Location identification entries
--------

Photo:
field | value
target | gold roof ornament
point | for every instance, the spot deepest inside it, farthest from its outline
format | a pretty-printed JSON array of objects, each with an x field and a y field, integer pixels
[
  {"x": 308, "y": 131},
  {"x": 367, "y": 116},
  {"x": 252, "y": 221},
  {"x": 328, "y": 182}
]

--------

Written task —
Pull out every one of the lines above and reproduce them word for word, without changing anything.

Exercise solution —
Photo:
field | value
target | gold roof ornament
point | for every instance, the spot deepest inside it, farthest from its outline
format | a pretty-printed JSON array of objects, each with an x field and a y field, integer pixels
[
  {"x": 308, "y": 131},
  {"x": 367, "y": 116},
  {"x": 252, "y": 221},
  {"x": 328, "y": 182}
]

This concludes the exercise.